Saved entries
----

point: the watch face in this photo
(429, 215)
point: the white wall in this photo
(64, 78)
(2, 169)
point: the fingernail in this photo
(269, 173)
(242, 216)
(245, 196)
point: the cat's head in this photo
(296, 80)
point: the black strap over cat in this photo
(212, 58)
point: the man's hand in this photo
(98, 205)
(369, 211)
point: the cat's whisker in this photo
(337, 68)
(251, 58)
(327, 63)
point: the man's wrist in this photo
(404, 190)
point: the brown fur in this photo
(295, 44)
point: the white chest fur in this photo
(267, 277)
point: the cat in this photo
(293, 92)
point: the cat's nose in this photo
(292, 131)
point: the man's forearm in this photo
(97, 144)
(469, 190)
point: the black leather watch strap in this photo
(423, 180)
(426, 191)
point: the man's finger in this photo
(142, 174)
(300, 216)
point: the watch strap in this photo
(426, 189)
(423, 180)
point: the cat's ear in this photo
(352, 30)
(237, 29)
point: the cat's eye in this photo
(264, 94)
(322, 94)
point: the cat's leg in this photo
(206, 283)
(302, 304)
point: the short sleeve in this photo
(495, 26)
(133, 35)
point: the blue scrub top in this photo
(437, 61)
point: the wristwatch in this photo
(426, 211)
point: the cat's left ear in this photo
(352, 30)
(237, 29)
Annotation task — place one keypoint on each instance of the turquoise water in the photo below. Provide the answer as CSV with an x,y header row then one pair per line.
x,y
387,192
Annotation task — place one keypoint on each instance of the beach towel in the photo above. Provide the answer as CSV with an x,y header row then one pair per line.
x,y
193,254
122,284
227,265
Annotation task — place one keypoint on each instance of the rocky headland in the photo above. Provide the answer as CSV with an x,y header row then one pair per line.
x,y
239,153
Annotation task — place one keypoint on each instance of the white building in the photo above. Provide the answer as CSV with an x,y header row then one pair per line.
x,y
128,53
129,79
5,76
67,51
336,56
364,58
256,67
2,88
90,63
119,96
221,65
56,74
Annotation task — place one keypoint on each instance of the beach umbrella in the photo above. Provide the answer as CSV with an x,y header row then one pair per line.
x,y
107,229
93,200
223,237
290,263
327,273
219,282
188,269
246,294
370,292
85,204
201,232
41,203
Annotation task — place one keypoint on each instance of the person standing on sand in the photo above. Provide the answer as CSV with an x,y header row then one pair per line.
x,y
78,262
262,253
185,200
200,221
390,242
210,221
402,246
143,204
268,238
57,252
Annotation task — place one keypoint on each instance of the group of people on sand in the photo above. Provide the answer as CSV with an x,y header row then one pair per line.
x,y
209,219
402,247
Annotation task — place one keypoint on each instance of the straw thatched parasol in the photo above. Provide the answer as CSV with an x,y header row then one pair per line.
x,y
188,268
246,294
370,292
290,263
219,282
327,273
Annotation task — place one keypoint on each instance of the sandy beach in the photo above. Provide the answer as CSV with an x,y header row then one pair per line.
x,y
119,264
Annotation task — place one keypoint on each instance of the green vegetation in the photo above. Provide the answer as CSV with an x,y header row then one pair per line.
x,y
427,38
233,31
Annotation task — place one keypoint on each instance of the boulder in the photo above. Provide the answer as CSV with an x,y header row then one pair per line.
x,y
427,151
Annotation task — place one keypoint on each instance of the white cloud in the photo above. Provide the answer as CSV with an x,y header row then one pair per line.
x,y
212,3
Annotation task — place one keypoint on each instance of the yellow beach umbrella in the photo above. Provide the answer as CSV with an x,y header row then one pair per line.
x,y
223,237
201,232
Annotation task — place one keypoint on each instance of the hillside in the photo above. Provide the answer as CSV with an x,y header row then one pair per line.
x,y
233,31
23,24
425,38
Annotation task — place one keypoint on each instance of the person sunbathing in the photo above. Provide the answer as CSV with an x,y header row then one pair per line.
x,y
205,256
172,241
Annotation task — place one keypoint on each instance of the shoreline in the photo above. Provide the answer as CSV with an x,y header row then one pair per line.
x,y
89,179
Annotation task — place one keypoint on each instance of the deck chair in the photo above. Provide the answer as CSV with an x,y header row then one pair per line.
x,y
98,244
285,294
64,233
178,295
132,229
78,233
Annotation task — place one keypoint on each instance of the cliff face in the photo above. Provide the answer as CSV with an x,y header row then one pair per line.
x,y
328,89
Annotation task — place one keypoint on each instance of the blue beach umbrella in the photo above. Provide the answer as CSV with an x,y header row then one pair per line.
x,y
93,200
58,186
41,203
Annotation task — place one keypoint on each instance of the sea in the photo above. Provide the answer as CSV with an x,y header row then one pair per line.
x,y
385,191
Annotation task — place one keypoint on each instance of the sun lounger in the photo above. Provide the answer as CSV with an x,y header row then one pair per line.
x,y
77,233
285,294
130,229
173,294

----

TASK OBJECTIVE: Each line of the data must be written out exactly as it appears.

EXPECTED ANSWER:
point: the watch face in this photo
(429, 215)
point: the white wall in this photo
(64, 78)
(2, 169)
point: the fingernail in this photo
(269, 173)
(242, 216)
(245, 196)
point: the cat's head in this photo
(296, 80)
point: the black strap over cat in this photo
(212, 58)
point: the man's hand in this photo
(98, 205)
(369, 211)
point: the cat's whisker in this photo
(337, 68)
(251, 58)
(327, 63)
point: the man's wrist in this photo
(404, 190)
point: the brown fur in this photo
(295, 44)
point: the white chest fur in this photo
(267, 277)
point: the cat in this photo
(293, 92)
point: the cat's nose in this photo
(292, 131)
point: the man's forearm in this photo
(97, 144)
(469, 190)
point: the black leather watch strap in this photo
(423, 180)
(426, 191)
point: the man's finger in this photo
(142, 174)
(300, 216)
point: the watch strap in this photo
(426, 189)
(423, 180)
point: the cat's ear in this photo
(352, 30)
(237, 29)
point: the cat's eye in this photo
(264, 94)
(322, 94)
point: the cat's leg in this photo
(206, 283)
(302, 304)
point: the short sleeve in this photo
(495, 26)
(133, 35)
point: the blue scrub top in this photo
(437, 61)
point: the wristwatch in this photo
(426, 211)
point: the cat's left ear in this photo
(352, 30)
(237, 29)
Annotation task — place one keypoint on each instance of the turquoise water in the photo below. Provide the answer as CSV with an x,y header row then one pair per line.
x,y
387,192
Annotation task — place one keypoint on each instance of the beach towel in the photo above. Provide the answer as CSV with an x,y header row then one pair per line.
x,y
193,254
122,284
227,265
Annotation task — place one keypoint on each instance of the rocky headland in the photo above. Provide the answer as CSV with an x,y header row then one pair per line.
x,y
239,153
Annotation task — place one keypoint on each instance of the white building in the photo above. Provide the answer as CSV with an x,y header row then one pair per line.
x,y
128,53
129,79
5,76
67,51
336,56
364,58
256,67
2,88
90,63
119,96
221,65
56,74
Annotation task — place one keypoint on each instance of the beach umbrella in the photo above. Provide the answer as CSV with an x,y header row then one pair per line.
x,y
107,229
93,200
223,237
290,263
327,273
219,282
188,269
246,294
370,292
85,204
201,232
41,203
Annotation task — place one keypoint on each instance of the person standing on sand in the photo above. Provide the answer as CSV with an x,y header row then one pair per line.
x,y
78,262
262,253
185,200
200,221
390,242
210,221
402,246
143,204
268,238
57,252
Annotation task — place one keypoint on each instance of the group of people on sand in the photo above. Provide the answer as CSV with an x,y header row then one pair per line.
x,y
209,219
402,247
Annotation task — place one keypoint on each instance of the straw thatched parasol in the photo above. Provide the answer as CSV with an x,y header row then one pair per line.
x,y
188,268
246,294
370,292
290,263
219,282
327,273
Annotation task — place one keypoint on each instance of the sandy beach in the photo above. Provide the answer as CSV with an x,y header row then one pair per line.
x,y
119,264
Annotation task — place one keypoint on each instance of the green vegetation in the photo above. Provide the answer as CSV with an x,y header row then one pair per line.
x,y
427,38
233,31
Annotation task — place one keypoint on each instance of the boulder in the photo above. Provide the answer as CSV with an x,y header row then one pair per line.
x,y
427,151
Annotation task — place one keypoint on each instance of the white cloud in the photo above. Provide the answer as CSV with an x,y header row then one pair per line.
x,y
212,3
Annotation task — place one keypoint on each instance of the yellow beach umbrella in the photo above. Provide the answer as CSV with an x,y header row then one pair per line.
x,y
223,237
201,232
Annotation task — place one keypoint on each instance of the hillside in the photo above. Provide the answer as CSV with an x,y header row then one pair per line.
x,y
233,31
23,24
425,38
Annotation task — place one keypoint on each instance of the person sunbathing in the photo above. Provide the answer as CSV with an x,y header row then one pair per line.
x,y
205,256
172,241
Annotation task — place one keypoint on each instance of the shoreline in the photo above. Provide the answer as CSV with an x,y header row then one pair per line.
x,y
89,179
Annotation task — place one keypoint on each instance of the deck chair in the photo above. Provide the answer as CSV with an x,y header row then one pair per line.
x,y
98,244
285,294
64,233
178,295
132,229
78,233
Annotation task — place one keypoint on each instance of the cliff face in the photo above. Provide the answer as CSV with an x,y header row then one pair per line.
x,y
328,89
Annotation task — place one keypoint on each instance of the blue beach umbrella in the photo above. Provide the answer as CSV with an x,y header row then one pair per line.
x,y
93,200
58,186
41,203
Annotation task — place one keypoint on each instance of the sea in the photo above. Provide the answer as CSV with an x,y header row then one pair per line.
x,y
385,191
Annotation task — place one keypoint on each instance of the sun lounger in the photo above. Provide the answer as CSV with an x,y header row then one pair per line.
x,y
77,233
285,294
130,229
173,294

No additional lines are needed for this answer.